+++ Document passage +++

Europe sees new post-American world order

By He Zhigao Source:Global Times Published: 2020/7/5 19:28:40

Illustration: Liu Rui/GT

Recently, Europe's attitude toward the US has further sparked discussions on the decline of US influence. For instance, German Chancellor Angela Merkel has warned in late June that Europe needs to reassess its relationship with the US if Washington shirks its responsibilities as a global power. In November 2019, French President Emmanuel Macron described NATO as "brain dead," which reflects France's declining confidence in the security order provided by the US. 

From the perspectives of military, economic and cultural soft power, US influence has not really declined. Its hegemony is still dominant. In military terms, the US has the world's largest nuclear arsenal in the world and it has hundreds of military bases around the world. Economically, the US' GDP ranks first in the world. It has a per capita GDP of more than $60,000, not to mention its dominant position in high technology and education. With its soft power, US news coverage accounts for 70-80 percent of the world media market.

Therefore, within the existing international political order, the US will still have great influence for a long time to come. However, the ongoing pandemic has accelerated the decline of US global influence according to numerous benchmarks. 

First, the US' ability and willingness to provide public services has declined. The US withdrawal from the World Health Organization further magnifies the unilateralism of the "America First" doctrine. The successive withdrawals from multilateral mechanisms, such as the Paris Agreement, the Iran nuclear deal, UNESCO, the UN Human Rights Council and so on, have weakened US interests to negotiate internationally. Even US President Donald Trump's efforts to expand the G7 into the G11 were broadly criticized as being exclusive with streaks of isolationism.

+++ Excerpted data +++

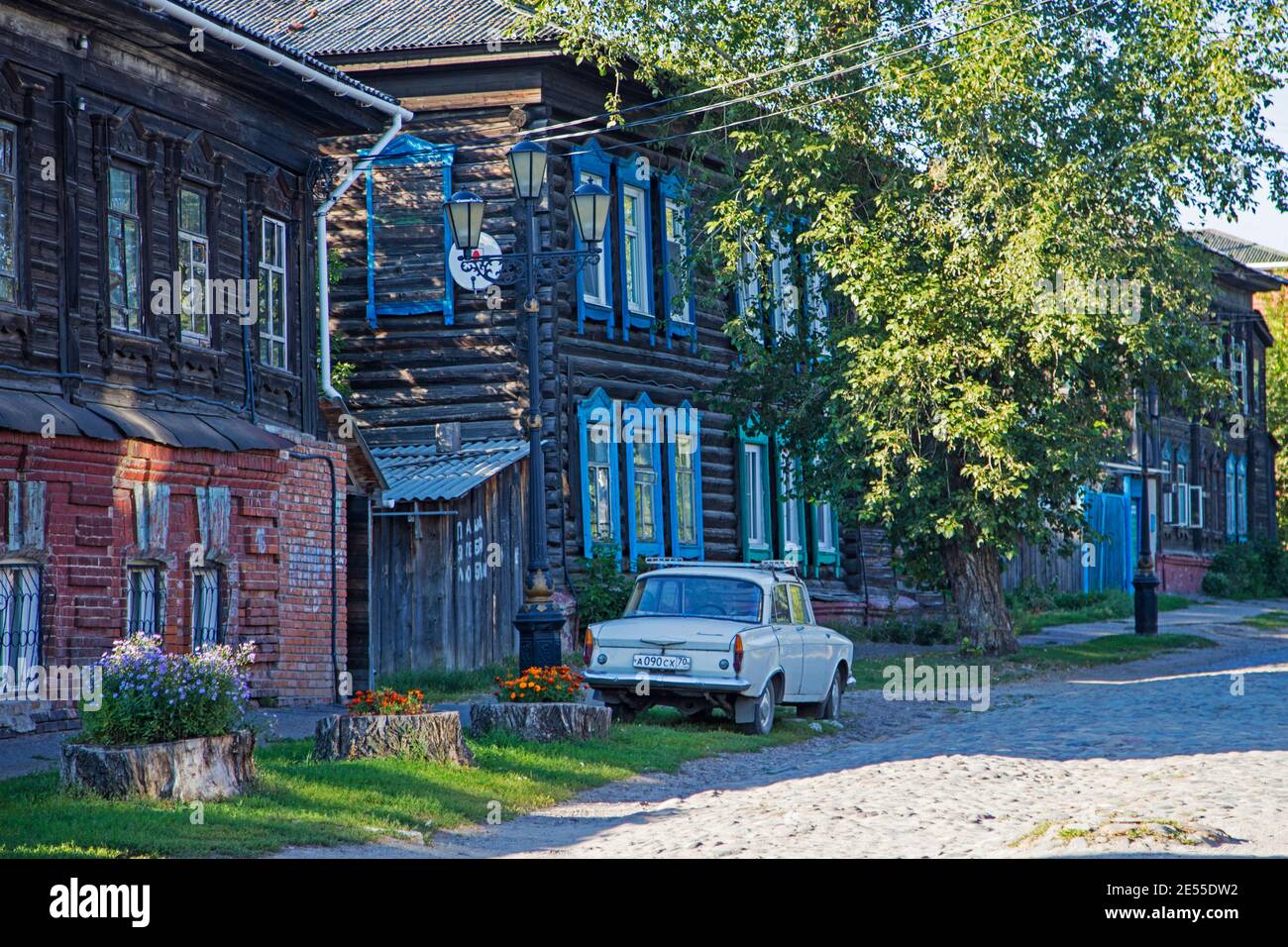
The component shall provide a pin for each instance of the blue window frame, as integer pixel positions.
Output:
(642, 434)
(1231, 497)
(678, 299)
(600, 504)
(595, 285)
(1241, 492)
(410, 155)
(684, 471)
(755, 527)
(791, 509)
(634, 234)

+++
+++ Excerpted data +++

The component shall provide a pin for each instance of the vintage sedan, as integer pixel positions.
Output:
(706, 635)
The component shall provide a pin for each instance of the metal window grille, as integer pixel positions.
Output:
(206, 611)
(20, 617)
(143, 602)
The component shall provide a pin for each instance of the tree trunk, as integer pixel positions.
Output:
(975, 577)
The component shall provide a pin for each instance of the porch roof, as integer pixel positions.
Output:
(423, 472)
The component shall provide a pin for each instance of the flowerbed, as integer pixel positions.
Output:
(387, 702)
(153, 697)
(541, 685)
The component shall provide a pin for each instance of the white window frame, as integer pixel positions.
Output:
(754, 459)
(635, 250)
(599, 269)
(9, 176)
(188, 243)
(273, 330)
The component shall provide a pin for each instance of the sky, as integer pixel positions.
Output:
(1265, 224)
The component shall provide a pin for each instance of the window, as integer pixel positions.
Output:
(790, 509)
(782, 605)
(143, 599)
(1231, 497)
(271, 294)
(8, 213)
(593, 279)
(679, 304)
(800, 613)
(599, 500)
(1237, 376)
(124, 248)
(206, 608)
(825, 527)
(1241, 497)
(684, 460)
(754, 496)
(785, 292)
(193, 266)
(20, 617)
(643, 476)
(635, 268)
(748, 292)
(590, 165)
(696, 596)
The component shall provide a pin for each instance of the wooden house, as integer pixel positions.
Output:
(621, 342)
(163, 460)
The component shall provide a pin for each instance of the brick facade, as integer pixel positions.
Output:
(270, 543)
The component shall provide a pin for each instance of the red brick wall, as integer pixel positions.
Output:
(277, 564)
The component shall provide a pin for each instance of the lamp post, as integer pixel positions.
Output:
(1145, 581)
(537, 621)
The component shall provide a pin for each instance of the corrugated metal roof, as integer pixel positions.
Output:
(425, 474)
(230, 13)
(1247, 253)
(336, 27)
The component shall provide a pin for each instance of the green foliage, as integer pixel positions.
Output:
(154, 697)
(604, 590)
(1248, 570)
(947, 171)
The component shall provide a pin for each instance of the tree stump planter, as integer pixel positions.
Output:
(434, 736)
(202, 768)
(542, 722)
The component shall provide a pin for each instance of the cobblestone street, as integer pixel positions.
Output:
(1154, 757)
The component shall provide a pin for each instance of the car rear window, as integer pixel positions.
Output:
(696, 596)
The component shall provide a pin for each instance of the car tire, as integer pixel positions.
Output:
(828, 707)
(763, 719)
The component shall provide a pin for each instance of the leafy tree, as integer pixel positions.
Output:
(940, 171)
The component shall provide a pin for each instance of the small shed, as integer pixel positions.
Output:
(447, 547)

+++
+++ Excerpted data +++

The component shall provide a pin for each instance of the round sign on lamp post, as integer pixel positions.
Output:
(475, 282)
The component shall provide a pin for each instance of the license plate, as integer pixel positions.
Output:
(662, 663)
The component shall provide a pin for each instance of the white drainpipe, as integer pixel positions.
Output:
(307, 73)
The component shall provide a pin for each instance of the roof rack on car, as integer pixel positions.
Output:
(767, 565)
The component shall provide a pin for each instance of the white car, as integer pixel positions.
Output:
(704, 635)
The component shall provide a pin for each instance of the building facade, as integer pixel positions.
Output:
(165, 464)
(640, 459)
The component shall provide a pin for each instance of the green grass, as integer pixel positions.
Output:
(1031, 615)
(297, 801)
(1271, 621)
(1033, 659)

+++

Work instructions
According to the commentary on Europe and the post-American world order, why will the US keep great influence within the existing international political order for a long time to come? Answer in one to three sentences.

Output below
The commentary holds that US influence has not really declined in military, economic or cultural soft-power terms, so its hegemony remains dominant. It cites the world's largest nuclear arsenal and hundreds of military bases, the top-ranked GDP with per capita GDP above $60,000 and dominance in high technology and education, and US news coverage making up 70-80 percent of the world media market.